Do this
Please write out exactly the lines that begin at the line containing "the black tire?" and run to the end of the records.

┏━━

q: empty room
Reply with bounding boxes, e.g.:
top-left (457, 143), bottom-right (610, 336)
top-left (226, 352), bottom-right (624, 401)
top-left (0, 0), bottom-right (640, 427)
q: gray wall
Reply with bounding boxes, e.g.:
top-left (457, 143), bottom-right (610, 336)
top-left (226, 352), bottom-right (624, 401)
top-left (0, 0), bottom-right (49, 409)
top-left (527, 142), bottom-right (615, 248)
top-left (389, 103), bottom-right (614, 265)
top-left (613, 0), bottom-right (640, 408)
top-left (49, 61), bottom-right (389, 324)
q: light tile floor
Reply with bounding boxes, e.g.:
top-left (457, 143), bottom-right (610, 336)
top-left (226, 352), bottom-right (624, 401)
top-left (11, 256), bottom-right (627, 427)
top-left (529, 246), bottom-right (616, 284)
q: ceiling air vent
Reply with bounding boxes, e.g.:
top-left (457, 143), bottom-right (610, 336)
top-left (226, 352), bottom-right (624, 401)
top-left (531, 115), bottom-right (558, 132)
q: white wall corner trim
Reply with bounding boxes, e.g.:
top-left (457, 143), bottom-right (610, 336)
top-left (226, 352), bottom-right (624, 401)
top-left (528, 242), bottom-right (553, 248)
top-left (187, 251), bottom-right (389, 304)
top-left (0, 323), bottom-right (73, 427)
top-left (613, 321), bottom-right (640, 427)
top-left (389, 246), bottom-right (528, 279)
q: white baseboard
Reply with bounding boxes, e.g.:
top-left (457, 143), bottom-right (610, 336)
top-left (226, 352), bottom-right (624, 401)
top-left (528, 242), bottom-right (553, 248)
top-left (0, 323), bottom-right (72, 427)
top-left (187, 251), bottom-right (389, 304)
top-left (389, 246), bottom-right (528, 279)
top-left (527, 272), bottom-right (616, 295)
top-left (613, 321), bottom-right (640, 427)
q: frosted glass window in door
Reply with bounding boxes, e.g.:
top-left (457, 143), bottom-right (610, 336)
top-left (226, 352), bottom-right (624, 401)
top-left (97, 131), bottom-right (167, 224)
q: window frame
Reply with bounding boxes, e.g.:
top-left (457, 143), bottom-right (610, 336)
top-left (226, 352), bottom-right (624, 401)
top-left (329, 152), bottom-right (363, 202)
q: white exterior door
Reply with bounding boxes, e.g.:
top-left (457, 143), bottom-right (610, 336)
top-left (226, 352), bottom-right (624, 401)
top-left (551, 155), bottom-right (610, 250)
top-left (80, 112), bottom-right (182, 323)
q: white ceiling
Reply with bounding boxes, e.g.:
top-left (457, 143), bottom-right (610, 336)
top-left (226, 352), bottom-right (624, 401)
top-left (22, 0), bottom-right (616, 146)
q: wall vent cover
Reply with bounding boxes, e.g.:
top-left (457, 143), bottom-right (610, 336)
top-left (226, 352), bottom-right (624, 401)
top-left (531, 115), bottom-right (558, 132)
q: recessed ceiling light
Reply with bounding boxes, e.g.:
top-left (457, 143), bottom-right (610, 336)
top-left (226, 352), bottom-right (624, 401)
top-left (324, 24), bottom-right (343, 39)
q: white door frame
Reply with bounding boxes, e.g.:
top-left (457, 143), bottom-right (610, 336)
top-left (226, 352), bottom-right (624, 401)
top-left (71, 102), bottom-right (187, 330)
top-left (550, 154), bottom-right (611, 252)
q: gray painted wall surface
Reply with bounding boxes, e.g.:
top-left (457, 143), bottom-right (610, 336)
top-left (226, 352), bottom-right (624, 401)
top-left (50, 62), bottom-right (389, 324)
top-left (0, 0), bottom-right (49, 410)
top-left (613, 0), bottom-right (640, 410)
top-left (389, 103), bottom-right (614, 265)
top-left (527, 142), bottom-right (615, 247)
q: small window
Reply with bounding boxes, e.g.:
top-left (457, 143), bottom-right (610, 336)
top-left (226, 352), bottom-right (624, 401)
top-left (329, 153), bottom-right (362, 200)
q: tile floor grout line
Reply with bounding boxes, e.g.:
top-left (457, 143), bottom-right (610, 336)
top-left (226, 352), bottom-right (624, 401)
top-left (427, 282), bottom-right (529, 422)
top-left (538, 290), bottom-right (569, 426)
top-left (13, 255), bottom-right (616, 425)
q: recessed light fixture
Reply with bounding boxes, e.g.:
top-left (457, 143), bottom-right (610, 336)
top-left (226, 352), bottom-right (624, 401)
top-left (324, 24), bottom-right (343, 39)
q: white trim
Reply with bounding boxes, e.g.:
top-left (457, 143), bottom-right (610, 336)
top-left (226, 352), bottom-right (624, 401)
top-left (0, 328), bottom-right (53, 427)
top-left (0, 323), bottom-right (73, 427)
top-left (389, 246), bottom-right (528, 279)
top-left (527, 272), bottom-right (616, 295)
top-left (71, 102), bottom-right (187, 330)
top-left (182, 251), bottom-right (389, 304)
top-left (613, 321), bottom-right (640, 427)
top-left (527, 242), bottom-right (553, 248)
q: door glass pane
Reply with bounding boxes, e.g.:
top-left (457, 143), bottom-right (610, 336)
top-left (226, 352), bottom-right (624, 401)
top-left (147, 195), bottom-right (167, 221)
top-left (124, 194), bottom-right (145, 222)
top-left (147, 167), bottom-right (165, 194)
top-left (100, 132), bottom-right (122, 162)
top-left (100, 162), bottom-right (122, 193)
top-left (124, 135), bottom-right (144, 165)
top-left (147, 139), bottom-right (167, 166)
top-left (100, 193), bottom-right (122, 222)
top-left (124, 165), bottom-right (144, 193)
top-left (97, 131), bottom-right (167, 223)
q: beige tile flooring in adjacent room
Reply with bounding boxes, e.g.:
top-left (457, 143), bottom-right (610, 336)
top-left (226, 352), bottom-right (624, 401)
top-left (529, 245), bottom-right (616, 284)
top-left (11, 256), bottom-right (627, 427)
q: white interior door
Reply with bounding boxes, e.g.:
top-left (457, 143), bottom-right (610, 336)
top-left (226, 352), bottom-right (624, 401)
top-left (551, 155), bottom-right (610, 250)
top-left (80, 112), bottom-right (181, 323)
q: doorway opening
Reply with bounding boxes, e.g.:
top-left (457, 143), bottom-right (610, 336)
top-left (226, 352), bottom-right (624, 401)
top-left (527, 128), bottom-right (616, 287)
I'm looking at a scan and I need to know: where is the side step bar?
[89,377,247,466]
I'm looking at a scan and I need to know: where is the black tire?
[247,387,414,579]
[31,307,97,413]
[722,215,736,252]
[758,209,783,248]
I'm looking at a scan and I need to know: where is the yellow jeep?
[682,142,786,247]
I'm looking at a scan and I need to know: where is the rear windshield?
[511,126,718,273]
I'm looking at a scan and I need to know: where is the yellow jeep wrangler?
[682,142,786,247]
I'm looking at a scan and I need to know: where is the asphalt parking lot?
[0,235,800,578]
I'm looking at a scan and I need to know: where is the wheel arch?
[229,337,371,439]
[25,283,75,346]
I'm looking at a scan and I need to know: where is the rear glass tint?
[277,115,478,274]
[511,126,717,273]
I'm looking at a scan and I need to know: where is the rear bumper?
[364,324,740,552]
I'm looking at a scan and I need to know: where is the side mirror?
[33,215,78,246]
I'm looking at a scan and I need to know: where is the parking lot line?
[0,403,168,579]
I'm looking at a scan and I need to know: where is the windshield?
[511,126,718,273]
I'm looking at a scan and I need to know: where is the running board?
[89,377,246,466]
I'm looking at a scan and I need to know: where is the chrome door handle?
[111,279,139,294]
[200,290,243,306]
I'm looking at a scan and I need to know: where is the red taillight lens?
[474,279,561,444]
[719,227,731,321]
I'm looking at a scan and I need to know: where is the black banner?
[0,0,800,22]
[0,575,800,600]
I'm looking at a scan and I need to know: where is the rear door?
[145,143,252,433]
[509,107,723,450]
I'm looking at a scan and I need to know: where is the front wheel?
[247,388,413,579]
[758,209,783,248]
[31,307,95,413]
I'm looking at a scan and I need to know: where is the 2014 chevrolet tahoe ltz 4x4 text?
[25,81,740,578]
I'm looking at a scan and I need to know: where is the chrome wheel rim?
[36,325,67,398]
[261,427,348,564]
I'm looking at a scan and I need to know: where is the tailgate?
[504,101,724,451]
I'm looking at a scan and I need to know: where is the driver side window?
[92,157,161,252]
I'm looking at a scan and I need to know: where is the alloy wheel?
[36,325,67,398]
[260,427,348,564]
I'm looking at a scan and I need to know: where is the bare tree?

┗━━

Final answer
I'm looking at a scan and I need to know: where is the black tire?
[247,387,414,579]
[31,307,97,413]
[722,215,736,252]
[758,209,783,248]
I'm looking at a scan and I need to know: where is the yellow jeep?
[682,142,786,247]
I'm looking at a scan and I need to know: where is the rear windshield?
[511,126,718,273]
I'm looking at a scan and I need to know: where is the yellow jeep wrangler?
[682,142,786,247]
I'm looking at a scan and I need to know: where is the asphalt parking lot?
[0,235,800,578]
I'm looking at a scan and I need to know: where is the wheel arch?
[229,337,371,439]
[25,283,75,346]
I'm looking at a scan and I need to know: where is the rear glass tint?
[277,115,478,274]
[511,126,717,273]
I'm looking at a scan and I need to know: where is the rear bumper?
[364,324,740,552]
I'm looking at a scan and I need to know: where is the side mirror?
[33,215,78,246]
I'm looking at a scan and I need to know: where is the parking lot line?
[0,403,168,579]
I'm looking at a scan and I need to know: where is the windshield?
[511,126,718,273]
I'm looking at a scan and I need to know: where is the running board?
[89,377,246,466]
I'm looking at a scan and I need to know: where is the chrome door handle?
[111,279,139,294]
[200,290,243,306]
I'm looking at a scan and I need to know: where is the red taillight lens?
[474,279,561,444]
[719,227,731,321]
I'm looking at a scan and I need to know: where is the black banner?
[0,0,800,22]
[0,575,800,600]
I'm looking at a scan and I need to know: where is the rear door?
[145,143,252,433]
[509,107,723,450]
I'm looking at a scan and I need to know: where is the front wheel?
[247,388,413,579]
[758,209,783,248]
[31,307,95,413]
I'm looking at a scan and I need to know: where is the 2014 chevrolet tahoe ltz 4x4 text?
[25,81,740,578]
I'm looking at a scan and I need to know: where is the chrome wheel rim?
[36,325,67,398]
[261,427,348,564]
I'm looking at a scan and I need to know: where is the tailgate?
[504,101,724,451]
I'm looking at a scan and I need to know: where is the driver side window?
[92,157,161,252]
I'm looking at a scan and I need to know: where is the alloy wheel?
[36,325,67,398]
[260,427,348,564]
I'm looking at a scan and I need to know: where is the bare tree?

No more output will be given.